**Exercise**
The lines to be copied are those below that contain "sign".

**Records shown**
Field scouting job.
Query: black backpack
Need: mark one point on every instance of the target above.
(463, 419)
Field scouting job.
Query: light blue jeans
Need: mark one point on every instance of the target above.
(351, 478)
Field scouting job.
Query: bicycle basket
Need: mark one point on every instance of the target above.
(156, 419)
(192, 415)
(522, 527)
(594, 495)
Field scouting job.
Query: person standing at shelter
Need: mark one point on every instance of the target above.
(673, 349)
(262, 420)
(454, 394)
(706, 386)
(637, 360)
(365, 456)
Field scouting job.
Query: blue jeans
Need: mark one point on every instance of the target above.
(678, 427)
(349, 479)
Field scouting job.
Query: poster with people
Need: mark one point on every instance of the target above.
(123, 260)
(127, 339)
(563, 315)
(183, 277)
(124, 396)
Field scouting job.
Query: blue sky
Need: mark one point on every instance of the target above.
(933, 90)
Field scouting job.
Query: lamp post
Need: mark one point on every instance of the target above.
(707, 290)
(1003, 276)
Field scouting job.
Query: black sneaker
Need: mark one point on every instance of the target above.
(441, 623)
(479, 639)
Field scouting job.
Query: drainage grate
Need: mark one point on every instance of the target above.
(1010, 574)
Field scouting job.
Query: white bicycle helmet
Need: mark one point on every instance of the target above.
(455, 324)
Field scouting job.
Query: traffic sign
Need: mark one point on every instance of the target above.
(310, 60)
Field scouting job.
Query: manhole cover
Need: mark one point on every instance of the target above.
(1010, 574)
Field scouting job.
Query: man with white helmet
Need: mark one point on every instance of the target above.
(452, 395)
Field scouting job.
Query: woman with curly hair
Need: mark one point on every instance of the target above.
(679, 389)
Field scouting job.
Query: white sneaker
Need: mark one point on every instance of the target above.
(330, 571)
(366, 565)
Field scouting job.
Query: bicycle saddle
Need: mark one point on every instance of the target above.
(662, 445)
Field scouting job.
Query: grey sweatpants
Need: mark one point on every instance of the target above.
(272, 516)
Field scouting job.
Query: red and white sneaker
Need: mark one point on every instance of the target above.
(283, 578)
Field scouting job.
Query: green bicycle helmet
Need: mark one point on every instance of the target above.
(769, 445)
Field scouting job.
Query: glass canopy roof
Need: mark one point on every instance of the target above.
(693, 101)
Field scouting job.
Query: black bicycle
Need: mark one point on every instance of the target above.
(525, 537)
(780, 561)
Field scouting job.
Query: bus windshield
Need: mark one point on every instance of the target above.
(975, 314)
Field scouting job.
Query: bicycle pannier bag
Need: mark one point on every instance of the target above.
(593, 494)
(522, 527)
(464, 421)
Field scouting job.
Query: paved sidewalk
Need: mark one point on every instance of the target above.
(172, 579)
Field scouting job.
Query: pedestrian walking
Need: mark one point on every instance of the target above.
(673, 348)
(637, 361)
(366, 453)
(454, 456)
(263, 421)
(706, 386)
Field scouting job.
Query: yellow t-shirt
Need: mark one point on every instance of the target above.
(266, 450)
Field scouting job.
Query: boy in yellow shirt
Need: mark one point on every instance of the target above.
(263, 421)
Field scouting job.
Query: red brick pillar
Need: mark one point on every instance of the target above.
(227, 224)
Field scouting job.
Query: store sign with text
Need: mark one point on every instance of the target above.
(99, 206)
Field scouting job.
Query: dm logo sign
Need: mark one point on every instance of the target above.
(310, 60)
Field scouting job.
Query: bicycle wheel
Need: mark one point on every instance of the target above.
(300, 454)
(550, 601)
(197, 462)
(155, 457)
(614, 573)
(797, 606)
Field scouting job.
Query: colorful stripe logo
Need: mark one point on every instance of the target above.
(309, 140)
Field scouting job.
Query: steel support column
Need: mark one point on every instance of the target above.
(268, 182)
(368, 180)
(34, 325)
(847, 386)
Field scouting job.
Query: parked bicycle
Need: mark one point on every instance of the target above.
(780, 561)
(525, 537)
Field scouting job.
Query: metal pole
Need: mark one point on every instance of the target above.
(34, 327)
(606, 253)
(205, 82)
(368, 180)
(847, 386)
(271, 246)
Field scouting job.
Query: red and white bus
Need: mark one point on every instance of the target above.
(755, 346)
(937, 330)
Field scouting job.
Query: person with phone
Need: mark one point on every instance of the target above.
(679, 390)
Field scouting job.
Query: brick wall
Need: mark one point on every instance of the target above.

**Exercise output**
Query: traffic sign
Query: store sign with text
Query: dm logo sign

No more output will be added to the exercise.